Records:
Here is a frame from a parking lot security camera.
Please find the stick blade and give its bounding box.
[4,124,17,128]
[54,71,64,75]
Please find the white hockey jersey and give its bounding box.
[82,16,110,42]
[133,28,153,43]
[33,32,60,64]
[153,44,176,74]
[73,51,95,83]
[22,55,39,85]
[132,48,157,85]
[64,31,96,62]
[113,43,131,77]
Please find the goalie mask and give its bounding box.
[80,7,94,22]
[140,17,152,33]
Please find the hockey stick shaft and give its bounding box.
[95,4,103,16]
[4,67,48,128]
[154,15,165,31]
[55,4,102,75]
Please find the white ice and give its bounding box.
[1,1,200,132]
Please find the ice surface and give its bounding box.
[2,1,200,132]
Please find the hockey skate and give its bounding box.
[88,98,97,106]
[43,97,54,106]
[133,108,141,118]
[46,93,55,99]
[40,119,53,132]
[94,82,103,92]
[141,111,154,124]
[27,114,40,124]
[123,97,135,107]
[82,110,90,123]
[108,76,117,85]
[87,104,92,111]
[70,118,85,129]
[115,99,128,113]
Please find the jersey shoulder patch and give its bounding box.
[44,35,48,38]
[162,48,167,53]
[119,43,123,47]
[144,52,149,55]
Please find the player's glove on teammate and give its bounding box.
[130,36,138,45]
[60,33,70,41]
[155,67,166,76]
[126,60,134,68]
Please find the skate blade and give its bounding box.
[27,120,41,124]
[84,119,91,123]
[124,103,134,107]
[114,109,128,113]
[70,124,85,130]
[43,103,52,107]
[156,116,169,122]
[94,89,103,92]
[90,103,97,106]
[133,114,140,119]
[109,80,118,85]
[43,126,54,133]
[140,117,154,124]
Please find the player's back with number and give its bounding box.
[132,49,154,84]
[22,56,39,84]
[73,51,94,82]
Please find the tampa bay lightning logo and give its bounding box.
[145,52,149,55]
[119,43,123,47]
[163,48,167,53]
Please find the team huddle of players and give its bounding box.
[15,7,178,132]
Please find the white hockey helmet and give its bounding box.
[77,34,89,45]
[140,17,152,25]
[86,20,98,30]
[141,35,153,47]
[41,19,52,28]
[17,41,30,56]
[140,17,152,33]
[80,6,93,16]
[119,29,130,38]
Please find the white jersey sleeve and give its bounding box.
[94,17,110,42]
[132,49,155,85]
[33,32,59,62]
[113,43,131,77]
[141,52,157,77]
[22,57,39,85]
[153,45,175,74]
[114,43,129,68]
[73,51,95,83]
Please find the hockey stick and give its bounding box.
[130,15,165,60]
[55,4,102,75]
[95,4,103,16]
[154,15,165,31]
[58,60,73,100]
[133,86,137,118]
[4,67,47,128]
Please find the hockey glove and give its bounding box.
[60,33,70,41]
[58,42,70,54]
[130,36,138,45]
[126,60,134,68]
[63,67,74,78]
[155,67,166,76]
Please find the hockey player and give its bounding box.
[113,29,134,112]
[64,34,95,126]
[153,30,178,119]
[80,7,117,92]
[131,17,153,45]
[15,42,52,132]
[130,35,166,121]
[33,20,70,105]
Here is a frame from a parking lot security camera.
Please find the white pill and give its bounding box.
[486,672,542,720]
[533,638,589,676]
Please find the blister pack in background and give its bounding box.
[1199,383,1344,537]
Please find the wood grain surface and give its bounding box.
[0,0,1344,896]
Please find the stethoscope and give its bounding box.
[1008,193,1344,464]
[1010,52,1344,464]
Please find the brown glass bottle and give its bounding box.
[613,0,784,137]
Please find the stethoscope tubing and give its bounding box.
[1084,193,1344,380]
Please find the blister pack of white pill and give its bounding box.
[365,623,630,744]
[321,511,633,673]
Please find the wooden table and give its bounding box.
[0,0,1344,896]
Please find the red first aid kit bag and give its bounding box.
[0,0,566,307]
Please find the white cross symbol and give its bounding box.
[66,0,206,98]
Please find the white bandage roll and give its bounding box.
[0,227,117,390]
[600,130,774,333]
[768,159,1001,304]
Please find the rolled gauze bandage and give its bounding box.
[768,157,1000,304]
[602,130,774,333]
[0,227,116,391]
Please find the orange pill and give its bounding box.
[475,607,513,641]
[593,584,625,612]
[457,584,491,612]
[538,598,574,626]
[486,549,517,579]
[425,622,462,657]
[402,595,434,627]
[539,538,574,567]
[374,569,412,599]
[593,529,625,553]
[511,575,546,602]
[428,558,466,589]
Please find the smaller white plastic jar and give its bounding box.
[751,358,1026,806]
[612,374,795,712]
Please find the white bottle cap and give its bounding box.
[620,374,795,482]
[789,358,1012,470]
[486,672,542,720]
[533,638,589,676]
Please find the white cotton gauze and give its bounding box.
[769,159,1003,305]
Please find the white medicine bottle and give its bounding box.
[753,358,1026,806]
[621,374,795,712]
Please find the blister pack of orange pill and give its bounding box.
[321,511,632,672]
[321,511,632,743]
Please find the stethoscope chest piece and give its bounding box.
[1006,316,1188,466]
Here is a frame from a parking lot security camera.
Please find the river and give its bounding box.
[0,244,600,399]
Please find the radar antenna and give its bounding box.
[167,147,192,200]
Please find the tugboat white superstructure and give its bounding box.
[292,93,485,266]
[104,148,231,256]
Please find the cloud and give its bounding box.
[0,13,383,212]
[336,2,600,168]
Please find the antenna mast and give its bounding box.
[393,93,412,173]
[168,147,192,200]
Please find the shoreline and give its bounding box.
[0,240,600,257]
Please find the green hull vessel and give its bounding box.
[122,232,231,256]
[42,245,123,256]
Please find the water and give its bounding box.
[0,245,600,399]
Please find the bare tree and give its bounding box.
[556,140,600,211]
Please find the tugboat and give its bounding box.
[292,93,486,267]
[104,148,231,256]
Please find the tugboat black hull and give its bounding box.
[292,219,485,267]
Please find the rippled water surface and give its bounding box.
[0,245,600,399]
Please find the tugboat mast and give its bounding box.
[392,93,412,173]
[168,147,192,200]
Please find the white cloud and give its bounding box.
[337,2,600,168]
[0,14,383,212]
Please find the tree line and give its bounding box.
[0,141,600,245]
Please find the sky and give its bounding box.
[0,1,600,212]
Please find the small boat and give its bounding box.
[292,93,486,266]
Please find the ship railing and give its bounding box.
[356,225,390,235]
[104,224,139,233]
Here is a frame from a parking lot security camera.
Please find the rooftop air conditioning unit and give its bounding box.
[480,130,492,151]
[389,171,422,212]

Written task: Count the rows above that contain the string "antenna", treating uppercase and lowercase as different. Give only the number.

Output: 2